### Tasks
(a) In the dissertation summary on Galdós' character networks, how many characters does the dictionary include?
(b) Continue the dissertation summary on Galdós' character networks from the point where it stops.

Literary Character Networks

A summary of my dissertation on the 'National Episodes' by Galdós

This is the summary I prepared to defend my dissertation: “Possibilities for the Digital Data Mining for the Analysis of the Literary Characters in the Spanish Novel: The Case of Galdós’ National Episodes”, written in Spanish, which I passed succesfully in November of 2017.

Collection of networks of the Episodios Nacionales

Poster in PNG here. [Do not print withtout permission]

Main goal

To create a pipeline for extracting and analyzing character networks in novels written in Spanish.

Research question(s)

  • What type of questions can I ask with a data mining methodology?
  • Is there a correlation between Galdós’ novelistic and historiographical notions (part of his worldview) and the networks of his characters in this set of historical novels?

Corpus

  • 46 novels corpus to build the methodology
  • Dictionary of over 4,400 characters with metadata: resolved name, token names, social class, historical or fictional condition, and gender.

### Dataset rows
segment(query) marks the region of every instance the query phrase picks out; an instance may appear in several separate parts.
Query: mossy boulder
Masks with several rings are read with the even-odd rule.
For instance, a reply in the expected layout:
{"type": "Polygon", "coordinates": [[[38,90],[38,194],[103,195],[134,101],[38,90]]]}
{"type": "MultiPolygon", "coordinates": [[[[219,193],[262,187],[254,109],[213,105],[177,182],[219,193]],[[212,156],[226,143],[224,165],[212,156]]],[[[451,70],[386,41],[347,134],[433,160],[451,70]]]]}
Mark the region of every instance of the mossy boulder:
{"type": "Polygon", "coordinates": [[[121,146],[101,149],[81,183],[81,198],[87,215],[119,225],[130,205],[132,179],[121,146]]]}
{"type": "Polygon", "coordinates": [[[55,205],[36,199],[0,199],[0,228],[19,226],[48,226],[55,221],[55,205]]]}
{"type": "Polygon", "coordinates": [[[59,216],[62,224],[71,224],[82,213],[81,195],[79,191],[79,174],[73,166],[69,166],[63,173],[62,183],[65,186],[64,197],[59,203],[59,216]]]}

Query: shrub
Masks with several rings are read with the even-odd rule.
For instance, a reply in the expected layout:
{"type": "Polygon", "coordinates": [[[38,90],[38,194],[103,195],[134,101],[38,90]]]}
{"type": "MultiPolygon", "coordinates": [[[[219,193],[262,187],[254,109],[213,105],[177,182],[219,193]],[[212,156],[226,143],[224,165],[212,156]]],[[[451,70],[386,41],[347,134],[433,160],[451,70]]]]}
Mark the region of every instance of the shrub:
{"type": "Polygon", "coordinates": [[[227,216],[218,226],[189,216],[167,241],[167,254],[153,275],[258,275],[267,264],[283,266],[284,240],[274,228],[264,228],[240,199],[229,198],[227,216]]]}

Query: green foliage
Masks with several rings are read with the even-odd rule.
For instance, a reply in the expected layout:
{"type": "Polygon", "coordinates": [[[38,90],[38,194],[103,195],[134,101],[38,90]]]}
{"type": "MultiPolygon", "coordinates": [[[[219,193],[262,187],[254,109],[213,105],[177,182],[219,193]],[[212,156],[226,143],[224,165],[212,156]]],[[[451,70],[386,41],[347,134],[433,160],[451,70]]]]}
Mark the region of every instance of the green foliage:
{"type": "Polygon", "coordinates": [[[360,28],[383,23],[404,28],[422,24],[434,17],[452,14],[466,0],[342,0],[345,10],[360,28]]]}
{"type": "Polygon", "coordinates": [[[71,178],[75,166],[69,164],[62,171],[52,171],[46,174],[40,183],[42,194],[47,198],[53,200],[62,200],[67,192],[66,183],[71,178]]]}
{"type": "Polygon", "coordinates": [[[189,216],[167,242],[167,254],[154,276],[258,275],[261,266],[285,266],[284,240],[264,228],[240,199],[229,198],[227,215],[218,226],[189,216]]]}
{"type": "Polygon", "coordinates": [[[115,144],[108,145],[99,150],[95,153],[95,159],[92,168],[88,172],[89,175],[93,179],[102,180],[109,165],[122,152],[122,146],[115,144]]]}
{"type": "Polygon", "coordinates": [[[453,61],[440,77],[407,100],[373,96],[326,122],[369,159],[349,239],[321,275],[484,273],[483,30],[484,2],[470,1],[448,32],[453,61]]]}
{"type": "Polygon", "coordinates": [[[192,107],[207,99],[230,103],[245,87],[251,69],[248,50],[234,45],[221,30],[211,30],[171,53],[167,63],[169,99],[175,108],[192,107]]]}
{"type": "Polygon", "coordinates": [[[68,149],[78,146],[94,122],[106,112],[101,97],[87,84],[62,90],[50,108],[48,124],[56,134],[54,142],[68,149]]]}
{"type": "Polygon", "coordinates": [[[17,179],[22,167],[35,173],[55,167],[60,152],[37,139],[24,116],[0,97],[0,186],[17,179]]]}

### Final results
(a) Over 4,400 characters.

(b)
  • For the analysis: Ten novels belonging to the third series of the collection.

From a traditional point of view, the ten novels that I have analyzed on a distant reading approach are classified as follows:

Division Novel(s) Type
Presentation (framework) Zumalacárregui (1898) Symbolic representation:
Political division, 2 Spains
Fiction-History parallelism
Plot (bildungsroman) Mendizábal (1898)
De Oñate a la Granja
(1898)
Luchana (1899)
Socio-politic trajectory:
Calpena’s development from modest middle class youngster to upper class responsible adult
Division (framework) La Campaña del
Maestrazgo
(1899)
Symbolic representation:
Political division, 2 Spains
Representation of the failure of the traditional aristocracy trying to be a political class
Plot (bildungsroman) La estafeta romántica (1899)
Vergara (1899)
Socio-politic trajectory:
Calpena’s development from modest middle class youngster to upper class responsible adult
Digression Montes de Oca (1900) Santiago Ibero’s introduction
Plot (bildungsroman) Los Ayacuchos (1900) Socio-politic trajectory:
Two weddings: Fernando and Demetria, Gracia and Santiago
Summary (framework) Bodas reales (1900) Symbolic representation:
Political division, 2 Spains
Fiction-History parallelism
Royal marriage = destruction of middle class marriage families

This is, though the main character of the series is Fernando Calpena and his life trajectory, there are three novels that do not participate on that plot. These are novels that have different characters altogether and that can be understood as frameworks to the meaning of the bildungsroman. Also, Montes de Oca is not about the story of the main character, however it shares the love storyline.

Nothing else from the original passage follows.